*WHAT NEEDS TO BE DONE*. Reproduce the data from the line containing "task: trace the outline of the man in" through the line containing "358), (327, 368)]", replacing "dark suit" with "gray suit" and leaving everything else unchanged.

(Object outline annotations)
━━━━━━━━━━━━━━━━━━━━

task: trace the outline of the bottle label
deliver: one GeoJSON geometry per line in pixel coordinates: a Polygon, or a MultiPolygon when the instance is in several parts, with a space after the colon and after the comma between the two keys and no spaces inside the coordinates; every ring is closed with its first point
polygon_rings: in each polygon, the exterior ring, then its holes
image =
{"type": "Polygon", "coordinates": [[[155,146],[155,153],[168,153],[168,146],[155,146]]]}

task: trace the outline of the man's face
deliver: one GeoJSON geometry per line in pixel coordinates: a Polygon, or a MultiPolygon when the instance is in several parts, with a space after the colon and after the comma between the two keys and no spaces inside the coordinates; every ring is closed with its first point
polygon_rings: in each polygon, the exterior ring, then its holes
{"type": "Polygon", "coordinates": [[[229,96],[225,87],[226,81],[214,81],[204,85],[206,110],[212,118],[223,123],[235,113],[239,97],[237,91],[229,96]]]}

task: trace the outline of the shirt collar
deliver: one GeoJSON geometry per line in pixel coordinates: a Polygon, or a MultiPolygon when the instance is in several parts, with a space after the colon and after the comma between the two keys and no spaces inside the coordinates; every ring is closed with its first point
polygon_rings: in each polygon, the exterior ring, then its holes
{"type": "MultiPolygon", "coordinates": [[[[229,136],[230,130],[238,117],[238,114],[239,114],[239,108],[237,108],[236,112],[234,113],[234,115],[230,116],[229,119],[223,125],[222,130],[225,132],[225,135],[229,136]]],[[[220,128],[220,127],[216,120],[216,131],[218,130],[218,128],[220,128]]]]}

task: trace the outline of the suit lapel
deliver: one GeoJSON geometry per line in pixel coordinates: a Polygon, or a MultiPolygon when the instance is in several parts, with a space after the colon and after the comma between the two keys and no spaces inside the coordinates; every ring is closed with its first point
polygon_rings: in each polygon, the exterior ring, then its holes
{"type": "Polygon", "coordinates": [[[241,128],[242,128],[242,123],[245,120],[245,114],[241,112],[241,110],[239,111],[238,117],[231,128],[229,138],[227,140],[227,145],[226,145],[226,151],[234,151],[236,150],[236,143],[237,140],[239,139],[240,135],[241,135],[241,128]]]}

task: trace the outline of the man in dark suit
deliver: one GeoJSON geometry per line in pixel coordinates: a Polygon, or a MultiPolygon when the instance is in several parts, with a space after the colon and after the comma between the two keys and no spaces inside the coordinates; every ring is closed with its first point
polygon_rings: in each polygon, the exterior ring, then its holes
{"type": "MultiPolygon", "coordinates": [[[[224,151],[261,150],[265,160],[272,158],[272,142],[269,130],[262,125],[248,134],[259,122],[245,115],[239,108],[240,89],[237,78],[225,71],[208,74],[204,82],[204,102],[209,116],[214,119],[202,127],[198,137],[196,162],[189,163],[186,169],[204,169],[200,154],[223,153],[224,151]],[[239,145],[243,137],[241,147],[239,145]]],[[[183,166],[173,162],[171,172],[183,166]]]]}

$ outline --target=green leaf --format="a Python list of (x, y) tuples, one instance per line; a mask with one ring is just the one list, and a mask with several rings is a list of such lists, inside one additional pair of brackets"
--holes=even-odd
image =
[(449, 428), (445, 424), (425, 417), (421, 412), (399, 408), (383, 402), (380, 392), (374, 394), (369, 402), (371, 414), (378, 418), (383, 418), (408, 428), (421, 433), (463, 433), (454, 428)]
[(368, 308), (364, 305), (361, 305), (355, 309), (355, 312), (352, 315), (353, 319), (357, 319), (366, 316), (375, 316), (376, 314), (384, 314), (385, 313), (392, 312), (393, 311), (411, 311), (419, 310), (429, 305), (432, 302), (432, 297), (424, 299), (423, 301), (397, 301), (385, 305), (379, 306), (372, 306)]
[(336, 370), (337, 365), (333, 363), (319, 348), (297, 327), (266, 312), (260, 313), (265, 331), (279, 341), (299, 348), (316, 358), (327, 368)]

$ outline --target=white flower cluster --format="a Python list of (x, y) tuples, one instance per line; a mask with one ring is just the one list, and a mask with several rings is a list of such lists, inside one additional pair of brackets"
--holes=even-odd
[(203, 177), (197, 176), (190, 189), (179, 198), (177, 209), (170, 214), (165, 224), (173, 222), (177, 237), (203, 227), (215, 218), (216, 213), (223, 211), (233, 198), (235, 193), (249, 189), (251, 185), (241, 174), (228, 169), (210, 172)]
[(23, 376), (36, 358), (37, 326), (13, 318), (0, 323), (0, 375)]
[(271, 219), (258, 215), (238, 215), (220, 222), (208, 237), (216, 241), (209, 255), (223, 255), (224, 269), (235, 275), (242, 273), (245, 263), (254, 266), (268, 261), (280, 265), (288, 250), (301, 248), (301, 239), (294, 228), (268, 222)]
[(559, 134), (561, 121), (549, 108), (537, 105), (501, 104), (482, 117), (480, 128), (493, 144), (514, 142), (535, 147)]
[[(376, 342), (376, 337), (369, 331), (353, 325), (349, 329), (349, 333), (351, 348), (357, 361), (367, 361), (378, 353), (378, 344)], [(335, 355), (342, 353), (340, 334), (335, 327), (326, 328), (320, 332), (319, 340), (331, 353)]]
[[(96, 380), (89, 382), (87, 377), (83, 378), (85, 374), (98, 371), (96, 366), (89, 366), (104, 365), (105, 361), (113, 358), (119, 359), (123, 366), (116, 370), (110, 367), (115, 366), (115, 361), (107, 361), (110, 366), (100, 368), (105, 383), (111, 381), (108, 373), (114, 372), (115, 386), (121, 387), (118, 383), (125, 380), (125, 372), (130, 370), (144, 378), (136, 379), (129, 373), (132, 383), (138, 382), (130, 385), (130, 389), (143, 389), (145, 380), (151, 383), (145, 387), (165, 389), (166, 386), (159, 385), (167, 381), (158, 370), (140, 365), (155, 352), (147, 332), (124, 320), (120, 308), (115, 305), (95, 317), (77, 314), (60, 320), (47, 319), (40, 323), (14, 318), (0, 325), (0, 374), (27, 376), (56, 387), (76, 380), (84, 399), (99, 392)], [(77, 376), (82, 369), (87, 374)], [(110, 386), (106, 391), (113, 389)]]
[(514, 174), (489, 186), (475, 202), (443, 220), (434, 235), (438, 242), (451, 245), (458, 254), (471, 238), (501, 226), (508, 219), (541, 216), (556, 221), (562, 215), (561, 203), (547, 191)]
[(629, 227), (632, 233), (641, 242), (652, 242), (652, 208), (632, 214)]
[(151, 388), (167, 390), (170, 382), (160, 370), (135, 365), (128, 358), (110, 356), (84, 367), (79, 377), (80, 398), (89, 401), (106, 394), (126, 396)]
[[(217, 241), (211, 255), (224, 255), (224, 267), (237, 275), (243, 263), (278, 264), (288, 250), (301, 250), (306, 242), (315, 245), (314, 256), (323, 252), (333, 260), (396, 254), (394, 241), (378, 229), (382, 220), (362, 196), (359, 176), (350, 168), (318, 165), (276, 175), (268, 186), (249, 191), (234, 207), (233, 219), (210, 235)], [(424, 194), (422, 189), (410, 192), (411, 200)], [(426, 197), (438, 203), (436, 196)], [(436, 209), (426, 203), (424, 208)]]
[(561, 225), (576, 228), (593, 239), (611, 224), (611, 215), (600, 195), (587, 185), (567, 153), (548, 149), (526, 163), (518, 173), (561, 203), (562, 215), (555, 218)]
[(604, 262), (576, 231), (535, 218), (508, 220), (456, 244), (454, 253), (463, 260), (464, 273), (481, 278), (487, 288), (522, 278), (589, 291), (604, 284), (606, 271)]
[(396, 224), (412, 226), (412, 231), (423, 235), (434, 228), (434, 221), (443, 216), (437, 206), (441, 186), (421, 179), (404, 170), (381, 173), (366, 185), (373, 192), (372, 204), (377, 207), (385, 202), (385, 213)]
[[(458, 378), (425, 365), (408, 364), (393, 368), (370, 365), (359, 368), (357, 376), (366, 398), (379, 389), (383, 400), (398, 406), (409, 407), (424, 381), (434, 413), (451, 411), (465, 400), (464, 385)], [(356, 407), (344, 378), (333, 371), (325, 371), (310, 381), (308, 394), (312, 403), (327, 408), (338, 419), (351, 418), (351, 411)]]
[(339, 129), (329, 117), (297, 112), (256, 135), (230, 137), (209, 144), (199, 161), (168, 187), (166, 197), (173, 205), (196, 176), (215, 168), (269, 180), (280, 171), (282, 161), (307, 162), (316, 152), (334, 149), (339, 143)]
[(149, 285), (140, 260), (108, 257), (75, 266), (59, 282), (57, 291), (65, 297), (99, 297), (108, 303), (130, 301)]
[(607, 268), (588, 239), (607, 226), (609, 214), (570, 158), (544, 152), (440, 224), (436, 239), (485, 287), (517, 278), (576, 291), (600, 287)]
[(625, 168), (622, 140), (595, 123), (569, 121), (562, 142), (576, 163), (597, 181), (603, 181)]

━━━━━━━━━━━━━━━━━━━━

*SOLUTION FOR THIS TASK*.
task: trace the outline of the man in gray suit
deliver: one GeoJSON geometry per line in pixel coordinates: a Polygon, or a MultiPolygon when the instance is in several parts, with a space after the colon and after the comma between the two keys and no spaces inside the coordinates; every ring is closed with its first point
polygon_rings: in each polygon, the exterior ring, then its holes
{"type": "MultiPolygon", "coordinates": [[[[224,151],[261,150],[265,160],[272,158],[272,142],[269,130],[262,125],[248,134],[259,122],[245,115],[239,108],[240,89],[237,78],[225,71],[208,74],[204,82],[204,102],[209,116],[214,119],[202,127],[198,137],[196,162],[189,163],[186,169],[204,169],[200,154],[223,153],[224,151]],[[239,145],[243,137],[241,147],[239,145]]],[[[183,166],[173,162],[171,172],[183,166]]]]}

$ outline --target=green leaf --format="a Python list of (x, y) tuples, one instance per line; a mask with one ring is just the one list, and a mask with several rings is a list of such lists, inside one additional pair of brackets"
--holes=even-odd
image =
[(449, 428), (445, 424), (425, 417), (421, 412), (399, 408), (383, 402), (380, 392), (374, 394), (369, 402), (371, 414), (378, 418), (383, 418), (408, 428), (421, 433), (463, 433), (454, 428)]
[(368, 308), (364, 305), (361, 305), (355, 309), (355, 312), (352, 315), (353, 319), (357, 319), (366, 316), (375, 316), (376, 314), (384, 314), (385, 313), (392, 312), (393, 311), (411, 311), (419, 310), (429, 305), (432, 302), (432, 297), (424, 299), (423, 301), (397, 301), (385, 305), (379, 306), (372, 306)]
[(336, 370), (337, 365), (333, 363), (319, 348), (297, 327), (266, 312), (260, 313), (265, 331), (279, 341), (299, 348), (316, 358), (327, 368)]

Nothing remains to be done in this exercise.